_DOCUMENT EXCERPT_:
Cutting out the carbonationPublished 8:06pm Saturday, February 15, 2014
I am throwing down a personal gauntlet. No more diet soda. And I mean it this time.
I have grown to depend on the extra boost in caffeine to get me through my day. And to be honest, the kid in me still sees it as a treat.
I don’t typically drink more than one in a day — and not even every day. But I feel dehydrated and just overall “blah” after I have had one. I have even quit my soda habit multiple times, most recently last year during Lent.
As children, my brother and I coveted soda. My mom didn’t like buying soda, and when she did, we could only have one a day. At the time, this just seemed like torture. As soon as I got older and had my own money, I would grab sodas wherever and whenever I could.
Children tend to gravitate toward sugary drinks — including soda — and it contributes to the obesity epidemic.
On Friday, Oakland Elementary held its third annual Fitness and Nutrition Across Virginia Day In addition to an exercise challenge, the day included a “responses to sugar” experiment with Suffolk Partnership for a Healthy Community.
The partnership program manager for Healthy People Healthy Suffolk, Jett Johnson, used sports drinks and sodas to show the children how what may seem an innocuous beverage can actually do them harm.
“They were pretty wowed by knowing how much sugar was in each drink,” Johnson said.
Reading about this great event in Saturday’s Suffolk News-Herald was one of the blaring signs that seem to keep telling me that now is the time to eliminate soda from my diet.

_INFORMATION GIVEN_:
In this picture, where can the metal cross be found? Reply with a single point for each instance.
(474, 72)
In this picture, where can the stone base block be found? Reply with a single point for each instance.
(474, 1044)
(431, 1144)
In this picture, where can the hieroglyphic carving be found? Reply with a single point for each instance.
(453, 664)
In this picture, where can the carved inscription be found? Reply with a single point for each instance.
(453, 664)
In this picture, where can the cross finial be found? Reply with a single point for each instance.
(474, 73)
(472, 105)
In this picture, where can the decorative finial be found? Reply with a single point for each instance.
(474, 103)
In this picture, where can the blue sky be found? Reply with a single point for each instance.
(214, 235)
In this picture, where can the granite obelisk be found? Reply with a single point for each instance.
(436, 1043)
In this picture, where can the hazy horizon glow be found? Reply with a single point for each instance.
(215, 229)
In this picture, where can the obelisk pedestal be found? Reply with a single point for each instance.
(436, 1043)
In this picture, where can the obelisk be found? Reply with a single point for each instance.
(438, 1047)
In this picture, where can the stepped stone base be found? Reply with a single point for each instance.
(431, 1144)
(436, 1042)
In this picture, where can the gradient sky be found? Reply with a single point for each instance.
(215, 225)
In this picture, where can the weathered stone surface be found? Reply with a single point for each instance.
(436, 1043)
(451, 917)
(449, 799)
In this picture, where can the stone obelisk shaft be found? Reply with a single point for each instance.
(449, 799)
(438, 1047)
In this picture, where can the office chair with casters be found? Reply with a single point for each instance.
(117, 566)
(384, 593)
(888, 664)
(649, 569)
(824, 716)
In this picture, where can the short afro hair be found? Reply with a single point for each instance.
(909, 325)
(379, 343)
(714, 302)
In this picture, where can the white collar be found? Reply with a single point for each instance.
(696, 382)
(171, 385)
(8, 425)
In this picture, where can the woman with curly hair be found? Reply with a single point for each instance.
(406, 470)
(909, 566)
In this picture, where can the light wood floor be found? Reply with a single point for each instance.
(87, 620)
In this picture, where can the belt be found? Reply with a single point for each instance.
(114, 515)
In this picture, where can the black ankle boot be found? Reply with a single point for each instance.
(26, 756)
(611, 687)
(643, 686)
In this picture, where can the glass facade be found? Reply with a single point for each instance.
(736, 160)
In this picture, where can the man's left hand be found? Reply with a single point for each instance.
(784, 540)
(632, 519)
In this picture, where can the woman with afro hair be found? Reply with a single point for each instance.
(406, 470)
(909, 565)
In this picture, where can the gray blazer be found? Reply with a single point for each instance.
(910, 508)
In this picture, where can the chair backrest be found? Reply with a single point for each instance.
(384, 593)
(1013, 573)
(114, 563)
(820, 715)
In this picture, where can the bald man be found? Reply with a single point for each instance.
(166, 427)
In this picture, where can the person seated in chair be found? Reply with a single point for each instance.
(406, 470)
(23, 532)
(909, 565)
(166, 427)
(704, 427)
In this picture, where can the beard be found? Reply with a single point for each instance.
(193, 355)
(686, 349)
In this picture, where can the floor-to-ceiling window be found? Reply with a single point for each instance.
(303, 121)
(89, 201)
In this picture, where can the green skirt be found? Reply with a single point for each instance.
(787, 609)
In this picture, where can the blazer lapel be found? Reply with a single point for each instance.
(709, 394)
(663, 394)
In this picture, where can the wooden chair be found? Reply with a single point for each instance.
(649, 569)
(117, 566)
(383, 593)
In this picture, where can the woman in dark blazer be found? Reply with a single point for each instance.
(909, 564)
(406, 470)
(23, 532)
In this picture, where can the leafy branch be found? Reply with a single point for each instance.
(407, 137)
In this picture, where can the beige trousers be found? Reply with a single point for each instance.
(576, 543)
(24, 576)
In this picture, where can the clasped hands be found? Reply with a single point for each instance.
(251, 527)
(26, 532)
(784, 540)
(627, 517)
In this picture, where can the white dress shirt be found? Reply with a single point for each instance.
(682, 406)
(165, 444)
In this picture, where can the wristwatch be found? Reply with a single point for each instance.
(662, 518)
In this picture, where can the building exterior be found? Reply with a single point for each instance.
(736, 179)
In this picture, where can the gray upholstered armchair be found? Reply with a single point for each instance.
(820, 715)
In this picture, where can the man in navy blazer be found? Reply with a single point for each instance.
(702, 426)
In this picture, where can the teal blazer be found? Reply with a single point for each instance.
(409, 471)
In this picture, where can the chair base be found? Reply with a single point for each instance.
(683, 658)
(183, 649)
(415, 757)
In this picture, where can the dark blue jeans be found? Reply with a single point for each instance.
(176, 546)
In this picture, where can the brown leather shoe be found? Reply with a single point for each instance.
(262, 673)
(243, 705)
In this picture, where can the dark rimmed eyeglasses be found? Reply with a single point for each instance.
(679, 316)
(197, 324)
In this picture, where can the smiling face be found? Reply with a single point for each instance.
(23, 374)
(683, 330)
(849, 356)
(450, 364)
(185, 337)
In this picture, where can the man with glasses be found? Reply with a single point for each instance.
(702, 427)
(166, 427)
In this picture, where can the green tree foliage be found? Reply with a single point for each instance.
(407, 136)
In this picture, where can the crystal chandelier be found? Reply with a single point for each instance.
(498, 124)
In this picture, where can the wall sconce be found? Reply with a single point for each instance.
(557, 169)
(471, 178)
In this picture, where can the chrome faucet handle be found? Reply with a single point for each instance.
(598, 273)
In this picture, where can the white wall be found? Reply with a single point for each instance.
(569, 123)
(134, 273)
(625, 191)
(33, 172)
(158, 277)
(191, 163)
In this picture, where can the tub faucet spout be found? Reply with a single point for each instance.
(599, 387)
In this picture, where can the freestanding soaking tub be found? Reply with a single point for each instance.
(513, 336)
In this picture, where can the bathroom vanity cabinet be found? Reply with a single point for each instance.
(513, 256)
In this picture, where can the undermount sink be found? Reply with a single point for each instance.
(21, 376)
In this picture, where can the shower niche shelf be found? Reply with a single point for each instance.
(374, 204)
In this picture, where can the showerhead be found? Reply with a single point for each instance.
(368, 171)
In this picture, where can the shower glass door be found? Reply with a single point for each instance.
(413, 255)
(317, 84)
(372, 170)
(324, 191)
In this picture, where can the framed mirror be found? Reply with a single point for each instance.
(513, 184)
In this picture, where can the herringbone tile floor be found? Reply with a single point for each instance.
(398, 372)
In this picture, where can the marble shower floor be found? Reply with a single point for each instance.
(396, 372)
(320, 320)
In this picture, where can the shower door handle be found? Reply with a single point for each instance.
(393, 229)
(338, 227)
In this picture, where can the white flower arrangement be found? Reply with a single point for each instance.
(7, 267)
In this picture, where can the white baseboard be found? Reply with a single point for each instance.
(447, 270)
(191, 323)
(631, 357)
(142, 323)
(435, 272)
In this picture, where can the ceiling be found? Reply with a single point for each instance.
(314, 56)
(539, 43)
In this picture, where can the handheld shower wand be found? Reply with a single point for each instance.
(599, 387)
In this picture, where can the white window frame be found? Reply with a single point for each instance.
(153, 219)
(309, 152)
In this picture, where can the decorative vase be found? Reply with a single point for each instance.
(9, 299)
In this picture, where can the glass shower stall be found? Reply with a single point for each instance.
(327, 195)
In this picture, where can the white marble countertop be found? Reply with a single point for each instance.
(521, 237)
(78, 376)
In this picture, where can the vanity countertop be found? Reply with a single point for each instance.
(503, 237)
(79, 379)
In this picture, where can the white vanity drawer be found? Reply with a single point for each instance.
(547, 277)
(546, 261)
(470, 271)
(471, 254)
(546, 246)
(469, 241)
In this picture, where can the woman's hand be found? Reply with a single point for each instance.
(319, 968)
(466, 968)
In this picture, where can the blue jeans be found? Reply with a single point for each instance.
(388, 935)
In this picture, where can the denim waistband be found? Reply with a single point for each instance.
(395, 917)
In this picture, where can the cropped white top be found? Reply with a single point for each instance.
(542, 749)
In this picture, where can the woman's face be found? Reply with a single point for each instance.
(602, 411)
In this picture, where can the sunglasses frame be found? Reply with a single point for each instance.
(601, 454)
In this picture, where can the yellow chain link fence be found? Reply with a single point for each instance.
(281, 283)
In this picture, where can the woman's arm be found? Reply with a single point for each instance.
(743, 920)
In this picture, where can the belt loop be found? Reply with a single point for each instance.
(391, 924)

_GOAL OF THE EXERCISE_:
Could you continue the column about giving up diet soda, starting right after its final sentence, which ends "now is the time to eliminate soda from my diet"?

_EXPECTED ANSWER_:
First I heard on the radio about a recent medical study that links dark sodas to some cancers. And then today I came across an article on CNN’s website that spelled out some of other dangers of the carbonated beverage. Here are some of the things they listed:
- It confuses your body: Artificial sweeteners have more intense flavor than real sugar, so over time it dulls our senses to naturally sweet foods like fruit.
- Could lead to weight gain: Researchers from the University of Texas found that over the course of a decade, diet soda drinkers had a 70 percent greater increase in waist circumference.
- Increased risk of Type 2 diabetes: Drinking one soda a day was associated with a 36-percent increased risk of metabolic syndrome and diabetes in a University of Minnesota study.
- Its sweetener is linked to headaches: Early studies on aspartame suggest that the artificial sweetener may trigger headaches.
- Harms dental health: Excessive soda drinking can lead to the erosion of tooth enamel.
- It may be bad for your bones: Researchers at Tufts University found that drinking regular and diet soda compounds osteoporosis.
- May hurt your heart: Just one diet soda a day could boost your risk of having a stroke or heart attack.